§ **Given task**
Write out the records below word for word, starting with the line containing "Objective — one pin per instance of the ambulance tire" and continuing through the line containing "Objective — one pin per instance of the man", with both of those lines included.

§ **Records to use**
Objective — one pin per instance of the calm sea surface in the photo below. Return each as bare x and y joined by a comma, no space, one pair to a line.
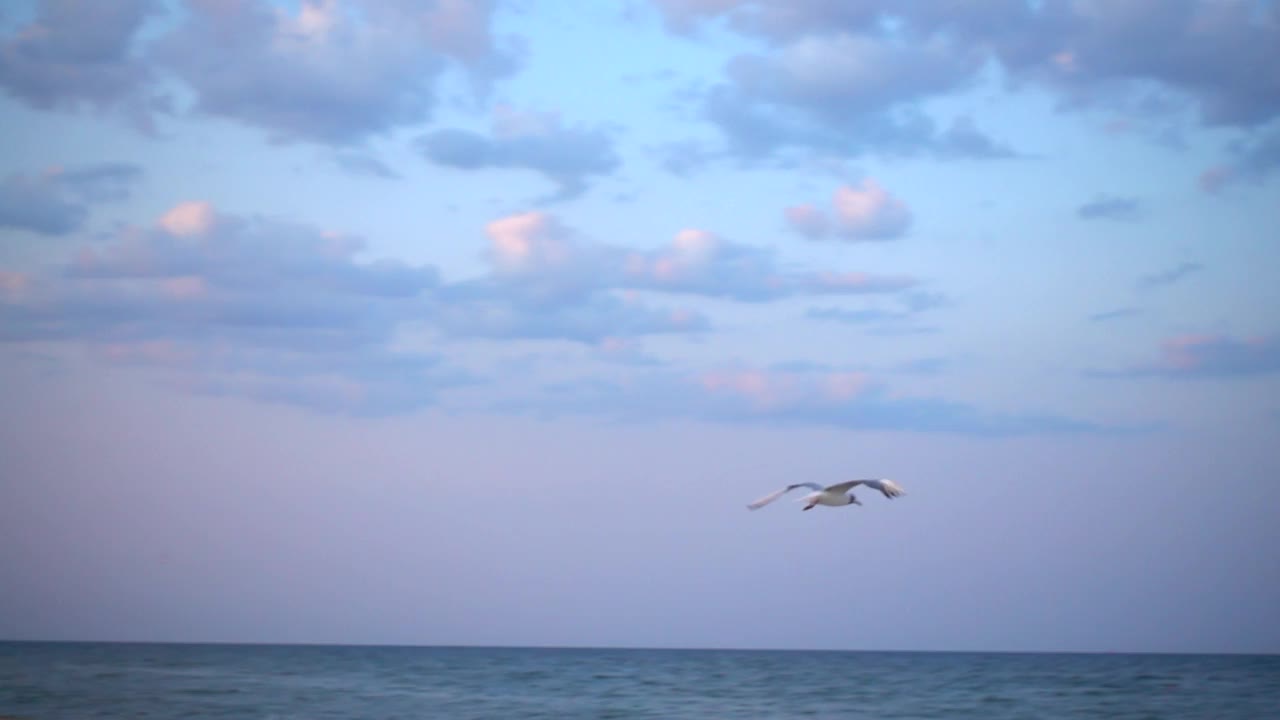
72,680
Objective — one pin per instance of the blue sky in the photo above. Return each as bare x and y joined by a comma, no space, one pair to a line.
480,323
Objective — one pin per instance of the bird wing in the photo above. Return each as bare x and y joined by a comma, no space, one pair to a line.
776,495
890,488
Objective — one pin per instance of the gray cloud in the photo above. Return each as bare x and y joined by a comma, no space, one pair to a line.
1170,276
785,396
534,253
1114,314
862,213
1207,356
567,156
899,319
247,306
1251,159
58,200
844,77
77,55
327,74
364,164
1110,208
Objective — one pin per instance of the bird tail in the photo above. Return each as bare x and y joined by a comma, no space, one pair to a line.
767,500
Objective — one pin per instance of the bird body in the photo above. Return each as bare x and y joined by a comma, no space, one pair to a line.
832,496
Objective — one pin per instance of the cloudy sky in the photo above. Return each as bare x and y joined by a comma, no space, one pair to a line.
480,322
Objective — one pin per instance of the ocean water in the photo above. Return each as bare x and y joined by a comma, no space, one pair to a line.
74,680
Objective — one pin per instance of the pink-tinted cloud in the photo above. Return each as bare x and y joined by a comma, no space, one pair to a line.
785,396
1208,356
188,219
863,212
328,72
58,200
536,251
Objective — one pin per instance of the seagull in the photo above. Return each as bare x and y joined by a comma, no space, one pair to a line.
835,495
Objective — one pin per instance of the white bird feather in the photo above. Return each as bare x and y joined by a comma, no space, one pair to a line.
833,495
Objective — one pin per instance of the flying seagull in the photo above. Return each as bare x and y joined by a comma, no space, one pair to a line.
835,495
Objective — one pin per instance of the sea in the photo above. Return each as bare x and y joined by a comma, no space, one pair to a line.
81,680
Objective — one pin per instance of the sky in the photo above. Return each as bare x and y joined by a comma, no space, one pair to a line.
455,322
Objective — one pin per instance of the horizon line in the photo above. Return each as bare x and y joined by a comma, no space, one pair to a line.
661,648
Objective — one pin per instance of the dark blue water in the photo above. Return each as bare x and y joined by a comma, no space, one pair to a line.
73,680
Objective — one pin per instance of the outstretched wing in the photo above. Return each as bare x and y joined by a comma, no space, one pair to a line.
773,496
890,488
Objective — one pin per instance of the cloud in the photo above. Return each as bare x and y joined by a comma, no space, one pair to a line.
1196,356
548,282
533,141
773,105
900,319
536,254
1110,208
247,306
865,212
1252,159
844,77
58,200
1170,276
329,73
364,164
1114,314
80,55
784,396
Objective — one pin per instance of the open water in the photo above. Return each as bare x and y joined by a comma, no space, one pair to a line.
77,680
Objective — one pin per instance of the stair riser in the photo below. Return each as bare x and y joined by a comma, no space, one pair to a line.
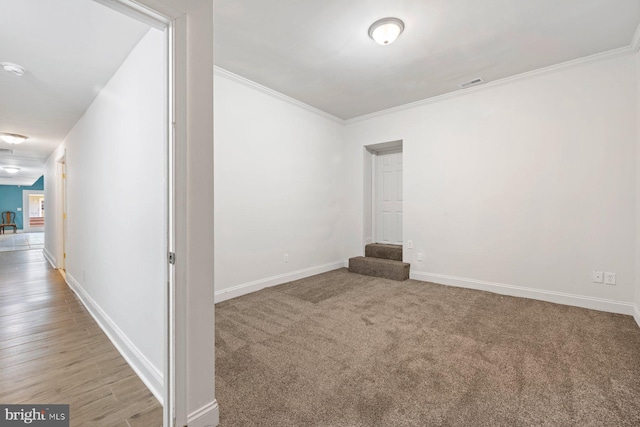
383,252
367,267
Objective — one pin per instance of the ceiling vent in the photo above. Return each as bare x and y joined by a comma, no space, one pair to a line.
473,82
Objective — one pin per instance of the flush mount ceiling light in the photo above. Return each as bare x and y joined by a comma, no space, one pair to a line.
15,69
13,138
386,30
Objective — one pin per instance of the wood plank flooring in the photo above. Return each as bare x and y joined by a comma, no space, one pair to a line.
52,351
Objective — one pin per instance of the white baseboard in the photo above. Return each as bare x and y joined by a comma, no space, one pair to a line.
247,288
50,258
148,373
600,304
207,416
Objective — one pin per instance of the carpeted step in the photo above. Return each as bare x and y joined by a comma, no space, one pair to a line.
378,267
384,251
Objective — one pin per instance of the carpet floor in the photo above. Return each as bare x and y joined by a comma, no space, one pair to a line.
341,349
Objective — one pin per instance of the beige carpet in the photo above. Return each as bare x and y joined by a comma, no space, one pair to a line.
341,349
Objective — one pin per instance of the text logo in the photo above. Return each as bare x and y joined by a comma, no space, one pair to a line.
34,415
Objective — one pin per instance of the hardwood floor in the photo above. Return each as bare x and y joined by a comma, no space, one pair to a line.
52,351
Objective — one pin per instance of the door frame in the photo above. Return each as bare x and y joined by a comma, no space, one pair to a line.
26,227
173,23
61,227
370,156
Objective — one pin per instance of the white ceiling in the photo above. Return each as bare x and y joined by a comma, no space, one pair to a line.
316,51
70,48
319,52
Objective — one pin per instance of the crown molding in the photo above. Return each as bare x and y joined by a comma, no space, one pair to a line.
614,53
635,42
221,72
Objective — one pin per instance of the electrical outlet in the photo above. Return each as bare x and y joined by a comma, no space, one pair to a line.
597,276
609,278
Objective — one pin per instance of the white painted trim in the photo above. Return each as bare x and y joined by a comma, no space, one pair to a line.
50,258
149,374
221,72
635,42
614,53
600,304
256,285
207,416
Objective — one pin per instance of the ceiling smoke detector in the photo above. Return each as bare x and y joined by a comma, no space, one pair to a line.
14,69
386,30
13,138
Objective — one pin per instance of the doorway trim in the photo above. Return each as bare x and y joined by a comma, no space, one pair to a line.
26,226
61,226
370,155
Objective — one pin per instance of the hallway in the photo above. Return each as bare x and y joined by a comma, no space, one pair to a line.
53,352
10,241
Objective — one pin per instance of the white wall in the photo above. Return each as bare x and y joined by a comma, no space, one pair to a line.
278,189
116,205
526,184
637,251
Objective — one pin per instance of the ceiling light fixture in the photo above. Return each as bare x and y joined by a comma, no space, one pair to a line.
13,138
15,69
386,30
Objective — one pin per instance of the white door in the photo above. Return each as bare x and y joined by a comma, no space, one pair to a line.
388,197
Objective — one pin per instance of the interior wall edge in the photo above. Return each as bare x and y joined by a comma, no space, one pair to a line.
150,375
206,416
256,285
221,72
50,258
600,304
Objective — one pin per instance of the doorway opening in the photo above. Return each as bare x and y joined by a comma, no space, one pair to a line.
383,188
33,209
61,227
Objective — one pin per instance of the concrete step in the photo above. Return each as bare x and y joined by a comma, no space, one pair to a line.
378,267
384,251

---

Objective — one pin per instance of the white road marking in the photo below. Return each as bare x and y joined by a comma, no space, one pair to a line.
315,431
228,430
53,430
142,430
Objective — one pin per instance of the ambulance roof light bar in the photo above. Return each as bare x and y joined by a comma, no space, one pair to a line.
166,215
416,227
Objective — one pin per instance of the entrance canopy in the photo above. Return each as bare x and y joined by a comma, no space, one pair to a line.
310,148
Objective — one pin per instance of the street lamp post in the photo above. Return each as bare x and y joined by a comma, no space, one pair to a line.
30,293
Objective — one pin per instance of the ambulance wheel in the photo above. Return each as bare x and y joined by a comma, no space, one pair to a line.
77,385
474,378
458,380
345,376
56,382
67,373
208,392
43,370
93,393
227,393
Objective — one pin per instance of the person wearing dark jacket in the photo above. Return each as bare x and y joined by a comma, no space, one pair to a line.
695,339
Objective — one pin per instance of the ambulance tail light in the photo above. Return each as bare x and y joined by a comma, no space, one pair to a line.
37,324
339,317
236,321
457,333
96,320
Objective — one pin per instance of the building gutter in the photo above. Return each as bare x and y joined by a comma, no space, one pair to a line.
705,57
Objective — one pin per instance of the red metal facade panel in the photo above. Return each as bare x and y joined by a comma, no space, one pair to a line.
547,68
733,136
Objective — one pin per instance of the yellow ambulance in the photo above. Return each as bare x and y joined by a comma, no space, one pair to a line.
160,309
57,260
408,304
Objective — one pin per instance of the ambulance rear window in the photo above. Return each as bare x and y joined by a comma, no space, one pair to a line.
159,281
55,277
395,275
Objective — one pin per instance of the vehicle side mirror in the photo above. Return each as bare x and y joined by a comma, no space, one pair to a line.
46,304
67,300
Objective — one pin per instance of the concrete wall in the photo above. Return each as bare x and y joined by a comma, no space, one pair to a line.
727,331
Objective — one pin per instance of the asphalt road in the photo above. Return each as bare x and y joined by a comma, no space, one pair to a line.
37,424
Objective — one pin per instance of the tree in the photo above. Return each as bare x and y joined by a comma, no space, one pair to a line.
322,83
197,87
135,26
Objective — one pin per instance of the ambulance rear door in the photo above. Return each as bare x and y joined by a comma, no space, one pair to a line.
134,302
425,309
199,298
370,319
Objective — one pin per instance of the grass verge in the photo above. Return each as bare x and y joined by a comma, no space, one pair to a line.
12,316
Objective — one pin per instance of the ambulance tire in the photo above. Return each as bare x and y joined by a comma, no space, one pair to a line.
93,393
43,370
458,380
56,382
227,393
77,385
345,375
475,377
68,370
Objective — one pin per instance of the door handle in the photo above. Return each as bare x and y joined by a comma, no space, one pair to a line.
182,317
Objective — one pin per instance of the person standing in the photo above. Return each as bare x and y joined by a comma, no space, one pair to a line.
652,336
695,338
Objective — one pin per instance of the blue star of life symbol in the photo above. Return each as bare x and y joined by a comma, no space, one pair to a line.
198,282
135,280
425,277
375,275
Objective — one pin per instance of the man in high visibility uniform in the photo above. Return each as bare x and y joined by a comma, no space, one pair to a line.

§ **Answer in full**
Objective — one pin per instance of the ambulance tire in the photo above. Return each as bare x and y joined by a comma, no space, one pair to a line.
93,393
43,370
458,380
56,382
227,393
77,385
345,375
475,377
68,370
Objective — one pin per instance of the door handle in the photo above. Return each as bare x and y joined by a comma, no space, one pair to a line.
182,317
Objective — one pin per instance of the person standing in the photo above. Return each as bare x and y joined by a comma, no space, one pair to a line.
652,336
695,338
Objective — one pin per instance of the blue star of life symbol in the photo above. Return each as bare x and y joined by a comma, no space, one pair to a line.
198,282
135,280
425,277
375,275
Objective — one pin per instance of the man in high visibility uniform in the photo above. Return each as bare x and y joined by a comma, no space, one pair to a line.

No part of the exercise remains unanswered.